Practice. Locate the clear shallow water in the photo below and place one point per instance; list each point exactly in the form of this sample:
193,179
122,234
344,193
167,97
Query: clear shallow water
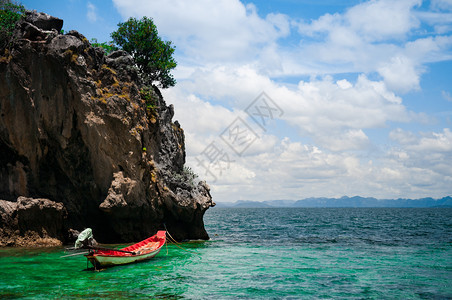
290,253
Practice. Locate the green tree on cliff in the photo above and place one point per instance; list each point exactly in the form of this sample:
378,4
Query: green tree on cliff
10,13
153,56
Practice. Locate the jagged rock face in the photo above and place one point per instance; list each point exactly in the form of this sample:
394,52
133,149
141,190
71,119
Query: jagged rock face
79,128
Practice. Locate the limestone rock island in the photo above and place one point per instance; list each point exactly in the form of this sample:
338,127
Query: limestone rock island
84,143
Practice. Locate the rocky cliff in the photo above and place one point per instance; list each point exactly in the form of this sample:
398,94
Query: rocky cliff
80,131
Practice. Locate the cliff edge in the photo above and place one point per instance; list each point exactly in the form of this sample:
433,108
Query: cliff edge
84,143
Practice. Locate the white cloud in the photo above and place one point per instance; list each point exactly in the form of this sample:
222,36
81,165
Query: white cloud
92,12
384,19
446,95
441,4
400,74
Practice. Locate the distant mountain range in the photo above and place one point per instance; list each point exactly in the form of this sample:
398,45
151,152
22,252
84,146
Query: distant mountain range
342,202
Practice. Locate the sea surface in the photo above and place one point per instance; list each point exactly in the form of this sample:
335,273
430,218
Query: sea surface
264,253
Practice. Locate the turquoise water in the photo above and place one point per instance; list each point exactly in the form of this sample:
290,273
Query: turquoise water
338,253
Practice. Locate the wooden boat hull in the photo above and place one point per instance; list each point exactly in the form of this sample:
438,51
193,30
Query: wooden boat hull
141,251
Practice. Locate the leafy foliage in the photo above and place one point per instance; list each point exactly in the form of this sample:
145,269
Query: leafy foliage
108,47
187,176
10,13
152,55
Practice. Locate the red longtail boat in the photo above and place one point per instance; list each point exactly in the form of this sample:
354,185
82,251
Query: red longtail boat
150,247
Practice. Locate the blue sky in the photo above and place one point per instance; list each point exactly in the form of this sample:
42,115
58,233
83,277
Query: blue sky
364,87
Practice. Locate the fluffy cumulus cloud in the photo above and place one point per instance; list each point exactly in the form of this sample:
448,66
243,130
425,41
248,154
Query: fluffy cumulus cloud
334,135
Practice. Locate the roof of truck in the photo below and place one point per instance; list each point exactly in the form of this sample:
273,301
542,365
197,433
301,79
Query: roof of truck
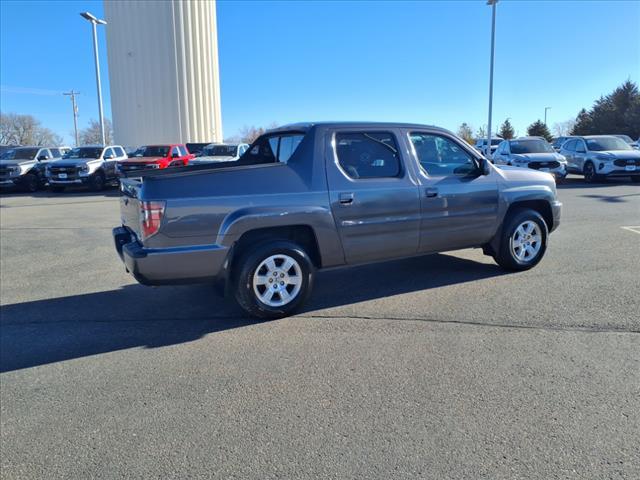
304,126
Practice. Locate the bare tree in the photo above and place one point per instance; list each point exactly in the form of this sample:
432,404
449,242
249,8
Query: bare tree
562,129
466,133
16,129
92,135
249,134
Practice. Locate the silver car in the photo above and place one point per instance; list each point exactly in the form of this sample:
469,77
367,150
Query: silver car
531,152
601,156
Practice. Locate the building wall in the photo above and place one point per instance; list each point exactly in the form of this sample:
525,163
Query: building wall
163,71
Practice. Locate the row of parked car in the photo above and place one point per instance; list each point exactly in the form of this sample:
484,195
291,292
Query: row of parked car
596,157
96,166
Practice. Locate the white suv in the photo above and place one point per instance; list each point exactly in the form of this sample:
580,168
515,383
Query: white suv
91,165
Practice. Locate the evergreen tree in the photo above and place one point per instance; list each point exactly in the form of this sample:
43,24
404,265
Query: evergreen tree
539,129
506,130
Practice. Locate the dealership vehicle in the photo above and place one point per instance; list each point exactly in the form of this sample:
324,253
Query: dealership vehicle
156,156
628,140
93,166
557,142
24,167
309,196
531,152
601,156
220,152
481,145
196,148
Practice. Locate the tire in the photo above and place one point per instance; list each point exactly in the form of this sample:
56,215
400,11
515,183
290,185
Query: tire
31,183
589,172
253,272
516,229
97,182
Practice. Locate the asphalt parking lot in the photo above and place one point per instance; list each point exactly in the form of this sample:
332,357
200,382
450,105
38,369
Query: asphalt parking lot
437,367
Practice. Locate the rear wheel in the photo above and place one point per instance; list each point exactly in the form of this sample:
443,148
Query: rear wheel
523,242
97,182
273,279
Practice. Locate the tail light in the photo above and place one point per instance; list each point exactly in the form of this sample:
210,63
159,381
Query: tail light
151,217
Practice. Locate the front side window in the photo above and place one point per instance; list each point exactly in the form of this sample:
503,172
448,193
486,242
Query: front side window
439,156
368,154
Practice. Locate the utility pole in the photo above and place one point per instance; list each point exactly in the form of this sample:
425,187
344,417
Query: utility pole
492,3
73,94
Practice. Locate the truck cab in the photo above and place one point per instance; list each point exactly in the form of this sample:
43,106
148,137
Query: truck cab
156,157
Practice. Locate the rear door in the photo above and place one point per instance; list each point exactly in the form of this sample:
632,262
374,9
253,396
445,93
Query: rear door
374,197
459,207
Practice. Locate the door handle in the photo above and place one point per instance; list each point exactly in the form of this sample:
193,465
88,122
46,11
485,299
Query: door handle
346,198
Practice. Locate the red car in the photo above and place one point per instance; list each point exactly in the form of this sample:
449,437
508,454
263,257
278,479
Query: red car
156,156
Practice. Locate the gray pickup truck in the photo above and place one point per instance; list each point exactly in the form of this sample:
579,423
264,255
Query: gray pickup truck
311,196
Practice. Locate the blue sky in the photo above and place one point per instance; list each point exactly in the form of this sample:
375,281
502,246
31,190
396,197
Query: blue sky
292,61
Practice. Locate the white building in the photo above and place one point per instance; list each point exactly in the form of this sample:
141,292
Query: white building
163,71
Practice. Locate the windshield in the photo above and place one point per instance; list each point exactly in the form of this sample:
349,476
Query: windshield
530,146
20,154
220,151
603,144
152,151
625,138
84,152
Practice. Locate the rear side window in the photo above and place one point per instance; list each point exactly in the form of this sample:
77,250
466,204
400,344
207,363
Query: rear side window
440,156
276,148
368,154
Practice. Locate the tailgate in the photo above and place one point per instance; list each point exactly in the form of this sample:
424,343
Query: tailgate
130,204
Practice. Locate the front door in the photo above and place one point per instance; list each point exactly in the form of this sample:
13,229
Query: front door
374,199
459,205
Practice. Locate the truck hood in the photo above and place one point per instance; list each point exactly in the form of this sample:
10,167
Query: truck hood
539,157
73,162
620,154
517,176
13,163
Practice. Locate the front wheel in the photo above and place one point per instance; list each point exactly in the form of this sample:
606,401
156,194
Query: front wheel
589,173
273,279
31,183
523,242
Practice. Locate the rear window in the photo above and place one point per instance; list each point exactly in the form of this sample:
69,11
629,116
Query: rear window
368,154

..............................

What needs to be done = The records above are to be transcribed word for word. Skip the images.

Written response =
Practice. Locate the clear shallow water in the photo below and place one point per instance; list each point exactly in the form of this sample:
193,179
122,234
344,193
167,97
Query: clear shallow water
290,253
Practice. Locate the green tree on cliff in the photo above and place one point per instance; list each point exactly in the form of this sample:
378,4
Query: green tree on cliff
10,13
153,56
Practice. Locate the jagged rock face in the photo above and place one point per instance; list each point exactly in the form of this sample:
394,52
133,149
141,190
71,119
Query: jagged rock face
79,128
Practice. Locate the limestone rock island in the photo above and place one point per instance; list each point exactly in the form of this sample:
338,127
Query: limestone rock island
84,143
Practice. Locate the rocky cliff in the photo above and place one point per instance; list each point exactly in the form of this sample:
398,94
Query: rocky cliff
80,131
Practice. Locate the cliff edge in the photo above and place one point per instance; list each point exactly in the form of this sample:
433,108
Query: cliff edge
84,143
Practice. Locate the white cloud in the photo above and place one point per instance; list each point exactly in the form of this sample:
222,36
81,165
Query: white cloud
92,12
384,19
446,95
441,4
400,74
Practice. Locate the distant mountain range in the photo above and place one point per instance; list each point exactly in the form of this sample:
398,45
151,152
22,252
84,146
Query: distant mountain range
342,202
Practice. Locate the sea surface in the photo above and place one point per instance; list each point exactly in the form of this sample:
335,273
430,218
Query: sea surface
264,253
Practice. Locate the turquoise water in the photo above and place one point per instance; list each point exactly in the form of this sample:
290,273
Query: turquoise water
338,253
Practice. Locate the wooden boat hull in the photo above and place one point per instance; list each point exactly in the form of this sample:
438,51
193,30
Query: wooden boat hull
141,251
Practice. Locate the leafy foliage in the photo above and place one point per instance; list each point exactly in the form of this sample:
145,269
Query: leafy foliage
108,47
187,176
10,13
152,55
Practice. Locate the red longtail boat in the photo above and place one point per instance; list each point exactly in the form of this sample:
354,185
82,251
Query: red longtail boat
150,247
Practice. Locate the blue sky in the photo above and place one point per instance; list each point exactly in the form of this sample:
42,115
58,233
83,277
Query: blue sky
364,87
Practice. Locate the fluffy cumulus cloud in the photo above and place one point per instance; list each point exactly in the form of this sample:
448,66
243,130
425,41
248,154
Query: fluffy cumulus cloud
334,135
Practice. Locate the roof of truck in the photo below and place one point per instance; list each point exactly in the form of this sample:
273,301
542,365
197,433
301,79
Query: roof of truck
304,126
Practice. Locate the bare tree in the photo above and place one point per instance; list each point exactly in the form of this sample:
432,404
449,242
249,8
Query: bare tree
562,129
466,133
16,129
92,135
249,134
Practice. Locate the silver car in the photo above and place one point per instance; list each point exactly in the form of this sample:
469,77
367,150
Query: silver car
531,152
601,156
Practice. Locate the building wall in the photo above and place one point per instance; list each point exactly in the form of this sample:
525,163
Query: building wall
163,71
Practice. Locate the row of parked car in the photo above and place one point per instance; list each point exactly in the form of this sample:
484,195
291,292
Query: row of parked car
596,157
96,166
Practice. Locate the white suv in the photo above and place one point per instance; list each point exactly in the form of this sample:
580,168
515,383
Query: white suv
91,165
Practice. Locate the evergreen tree in the photo above and place one point per instance; list each point exactly in the form of this sample:
43,24
404,265
Query: evergreen tree
539,129
506,130
Practice. Locate the dealership vehicle in the photo above and place one point per instance; list each point exactly in the form of this sample:
324,253
Query: dealership vehicle
156,156
628,140
93,166
557,142
24,167
309,196
531,152
601,156
220,152
481,145
196,148
Practice. Locate the tire in the photo above and place one point per instance; list each point exactly in the form of this sample:
56,215
400,11
515,183
290,185
Query: tire
31,183
589,172
253,272
516,229
97,182
Practice. Locate the asphalt parking lot in the photo above and place one point per instance; list each point exactly in the form of this sample:
332,357
200,382
450,105
38,369
Query: asphalt parking lot
437,367
Practice. Locate the rear wheel in the photo above and place one point per instance; list each point exactly in the form of this sample:
443,148
Query: rear wheel
523,242
97,182
273,279
Practice. Locate the tail light in the photo above and place one point per instance; list each point exactly in the form of this sample:
210,63
159,381
Query: tail light
151,217
Practice. Locate the front side window in the photo above and place one point per instance; list each point exactly in the form of this sample:
503,172
448,193
486,242
Query: front side window
439,156
368,154
Practice. Locate the utility pole in the photo above and place one point per instance; list each point exactly in the form of this sample:
425,187
344,417
Query: utility pole
492,3
73,94
Practice. Locate the truck cab in the photo above and place one point per instance; list each point exactly in the form of this sample:
43,106
148,137
Query: truck cab
156,157
Practice. Locate the rear door in the photo above and place one point per instance; list each point exactly in the form of this sample:
632,262
374,9
253,396
445,93
Query: rear door
374,197
459,207
Practice. Locate the door handle in the photo above and place one point per instance; list each point exactly in the form of this sample:
193,465
88,122
46,11
485,299
Query: door handle
346,198
Practice. Locate the red car in the photo above and place one point per instance; list each point exactly in the form of this sample:
449,437
508,454
263,257
278,479
Query: red car
156,156
Practice. Locate the gray pickup truck in the photo above and place one point per instance; list each point exactly in the form of this sample:
579,423
264,255
Query: gray pickup truck
311,196
Practice. Locate the blue sky in the photo above and place one point per instance; list each point exactly in the form of this sample:
375,281
502,246
31,190
396,197
Query: blue sky
292,61
Practice. Locate the white building in the photo above and place one point per instance; list each point exactly in the form of this sample:
141,292
Query: white building
163,71
Practice. Locate the windshield in the photo above and place one point per instance; list each point exactly in the form of this sample:
349,476
Query: windshield
530,146
20,154
220,151
603,144
152,151
625,138
84,152
Practice. Locate the rear side window in the photo above and place one point per instance; list each point exactly in the form of this sample:
77,250
466,204
400,344
207,363
Query: rear side window
440,156
276,148
368,154
Practice. Locate the tailgate in the photo above and place one point per instance; list each point exactly in the form of this sample:
424,343
Query: tailgate
130,204
Practice. Locate the front door in the photo above and place one point per instance; list each point exactly in the form of this sample:
13,229
Query: front door
374,199
459,205
Practice. Locate the truck hood in the photo above and place one point per instance; list each point exactly in the form of this sample:
10,167
Query: truck hood
539,157
73,162
620,154
517,176
13,163
Practice. Locate the front wheel in the photo above and place one point per instance; list each point exactly in the form of this sample:
606,401
156,194
Query: front wheel
589,173
273,279
31,183
523,242
Practice. Locate the rear window in the photo above and place one point per instance; list each point exactly in the form of this sample:
69,11
629,116
Query: rear window
368,154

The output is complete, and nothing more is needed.